# [Short task]
Only those lines running from the line that contains "of the hiking" through the end of the material are to be written out, each exactly as shown.

"""

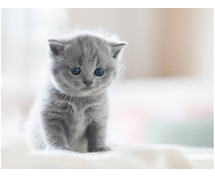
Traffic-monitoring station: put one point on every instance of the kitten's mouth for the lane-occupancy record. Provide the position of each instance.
(87, 88)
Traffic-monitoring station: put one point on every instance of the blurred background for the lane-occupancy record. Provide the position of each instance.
(165, 95)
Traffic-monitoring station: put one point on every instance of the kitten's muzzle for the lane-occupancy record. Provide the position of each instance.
(88, 83)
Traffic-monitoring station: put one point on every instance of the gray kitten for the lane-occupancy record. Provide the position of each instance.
(71, 112)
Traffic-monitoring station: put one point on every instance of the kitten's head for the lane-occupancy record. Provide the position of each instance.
(85, 64)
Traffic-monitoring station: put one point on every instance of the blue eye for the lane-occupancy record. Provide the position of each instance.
(99, 72)
(76, 71)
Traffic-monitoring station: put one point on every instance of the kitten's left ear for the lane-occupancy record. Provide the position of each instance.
(116, 48)
(56, 47)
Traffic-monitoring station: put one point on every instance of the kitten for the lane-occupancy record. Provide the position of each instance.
(71, 112)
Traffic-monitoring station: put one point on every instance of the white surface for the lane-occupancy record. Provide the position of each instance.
(19, 155)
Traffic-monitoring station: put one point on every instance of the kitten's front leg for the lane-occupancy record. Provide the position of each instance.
(96, 133)
(55, 134)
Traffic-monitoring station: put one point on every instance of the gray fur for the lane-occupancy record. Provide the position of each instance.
(67, 114)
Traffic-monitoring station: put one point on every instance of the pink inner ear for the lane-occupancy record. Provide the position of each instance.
(116, 48)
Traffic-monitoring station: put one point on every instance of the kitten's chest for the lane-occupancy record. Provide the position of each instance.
(79, 109)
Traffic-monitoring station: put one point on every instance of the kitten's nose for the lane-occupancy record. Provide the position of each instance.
(88, 83)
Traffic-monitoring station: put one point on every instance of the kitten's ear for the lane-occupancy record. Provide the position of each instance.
(116, 48)
(56, 47)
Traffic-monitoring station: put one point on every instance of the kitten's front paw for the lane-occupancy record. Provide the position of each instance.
(98, 149)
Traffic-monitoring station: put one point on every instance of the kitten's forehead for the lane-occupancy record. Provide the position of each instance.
(87, 49)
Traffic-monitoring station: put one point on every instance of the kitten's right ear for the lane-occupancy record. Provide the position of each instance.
(56, 47)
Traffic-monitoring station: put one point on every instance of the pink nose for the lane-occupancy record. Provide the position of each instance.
(88, 83)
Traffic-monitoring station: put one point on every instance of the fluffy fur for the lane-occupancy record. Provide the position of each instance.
(68, 114)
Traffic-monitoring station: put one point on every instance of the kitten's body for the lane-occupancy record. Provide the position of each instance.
(69, 114)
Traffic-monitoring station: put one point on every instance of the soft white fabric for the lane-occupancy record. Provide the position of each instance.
(143, 156)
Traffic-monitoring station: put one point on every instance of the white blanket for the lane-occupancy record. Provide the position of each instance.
(143, 156)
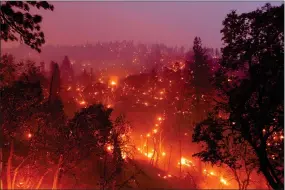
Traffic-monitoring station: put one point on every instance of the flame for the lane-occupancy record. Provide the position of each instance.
(223, 181)
(82, 102)
(113, 83)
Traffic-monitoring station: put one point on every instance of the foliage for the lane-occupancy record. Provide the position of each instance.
(16, 20)
(251, 80)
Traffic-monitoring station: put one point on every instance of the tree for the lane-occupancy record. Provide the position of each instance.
(21, 24)
(251, 81)
(200, 78)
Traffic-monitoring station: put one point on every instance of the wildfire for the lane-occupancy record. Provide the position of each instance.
(82, 102)
(113, 83)
(185, 162)
(155, 131)
(223, 181)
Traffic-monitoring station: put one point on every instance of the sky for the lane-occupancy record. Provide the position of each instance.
(172, 23)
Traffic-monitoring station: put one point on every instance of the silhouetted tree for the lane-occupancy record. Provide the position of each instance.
(200, 80)
(251, 80)
(21, 24)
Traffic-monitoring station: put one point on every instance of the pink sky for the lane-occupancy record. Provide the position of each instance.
(172, 23)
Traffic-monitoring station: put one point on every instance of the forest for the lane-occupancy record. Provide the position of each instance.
(143, 116)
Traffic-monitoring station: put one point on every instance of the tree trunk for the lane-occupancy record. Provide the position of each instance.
(9, 166)
(57, 173)
(268, 172)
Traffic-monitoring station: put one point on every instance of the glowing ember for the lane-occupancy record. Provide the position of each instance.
(185, 162)
(113, 83)
(82, 102)
(223, 181)
(109, 148)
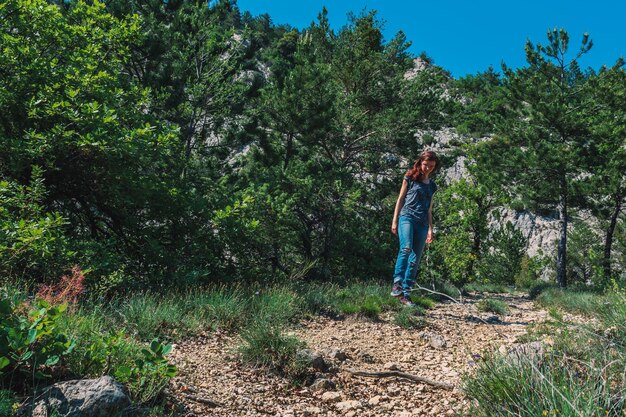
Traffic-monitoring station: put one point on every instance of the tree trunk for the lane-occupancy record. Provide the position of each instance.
(608, 241)
(561, 257)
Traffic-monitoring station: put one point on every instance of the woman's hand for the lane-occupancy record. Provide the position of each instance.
(429, 237)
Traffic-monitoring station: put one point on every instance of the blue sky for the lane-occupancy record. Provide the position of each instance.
(466, 37)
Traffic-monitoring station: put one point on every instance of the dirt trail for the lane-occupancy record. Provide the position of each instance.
(207, 369)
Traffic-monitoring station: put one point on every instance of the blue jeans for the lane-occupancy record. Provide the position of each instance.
(412, 236)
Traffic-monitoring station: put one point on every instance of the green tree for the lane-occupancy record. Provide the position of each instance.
(607, 160)
(538, 150)
(67, 107)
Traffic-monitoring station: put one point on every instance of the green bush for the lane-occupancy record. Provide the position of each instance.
(100, 349)
(493, 306)
(7, 402)
(32, 241)
(149, 374)
(30, 339)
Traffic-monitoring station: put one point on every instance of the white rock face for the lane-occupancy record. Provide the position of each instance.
(541, 232)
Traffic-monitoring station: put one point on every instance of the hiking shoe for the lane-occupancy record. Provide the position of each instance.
(396, 290)
(407, 302)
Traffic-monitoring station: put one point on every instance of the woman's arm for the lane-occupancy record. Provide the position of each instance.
(399, 204)
(429, 238)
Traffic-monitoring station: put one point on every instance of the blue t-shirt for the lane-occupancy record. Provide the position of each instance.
(417, 200)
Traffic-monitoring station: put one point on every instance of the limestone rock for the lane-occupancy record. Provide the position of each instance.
(322, 384)
(533, 351)
(435, 340)
(345, 406)
(312, 359)
(338, 355)
(101, 397)
(331, 397)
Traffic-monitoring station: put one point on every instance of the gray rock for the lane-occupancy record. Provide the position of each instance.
(322, 384)
(533, 351)
(312, 359)
(338, 355)
(435, 340)
(101, 397)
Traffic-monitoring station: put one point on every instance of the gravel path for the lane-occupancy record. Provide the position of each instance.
(208, 367)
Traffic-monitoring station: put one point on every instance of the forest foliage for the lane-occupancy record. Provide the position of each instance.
(166, 144)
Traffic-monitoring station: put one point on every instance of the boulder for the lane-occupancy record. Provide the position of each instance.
(101, 397)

"""

# [Solution to this exercise]
Traffic-monitoring station: put one point on every instance of the hiking shoe for the lane-occupancy record. Provide the position of each instance.
(396, 290)
(407, 302)
Traffic-monitoring station: put one point on every instance of the woman's arm for the lane-occupancy record. Provide the position of each instance.
(399, 204)
(429, 238)
Traffic-monitoring station: put one point on every instance of the blue t-shirt for the lane-occupancy record. Provide the position of each instance.
(417, 200)
Traffic-monitoring station: put one point on every instance of the limestone rock for the lane-occupancy record. Provide the position of each instance.
(322, 384)
(533, 351)
(435, 340)
(345, 406)
(312, 359)
(338, 355)
(101, 397)
(331, 397)
Traffic-monitoring station: put one point on every instance of the gray rock for the lane-occupancy record. Provide the position of each instance.
(322, 384)
(533, 351)
(312, 359)
(338, 355)
(435, 340)
(101, 397)
Traffic-monitoring station: put one point on every instance of the gravel path for the lane-occupancy record. Provide the position of each instance.
(208, 367)
Traffic-monitoring station: put one point on every instance of the forest foliage for the lane-occupancy record. Provide the position of each instance.
(166, 144)
Traffic-monitoring station: put one point on every instance of the boulder for the lane-occupancy record. Provide the position of each instance.
(101, 397)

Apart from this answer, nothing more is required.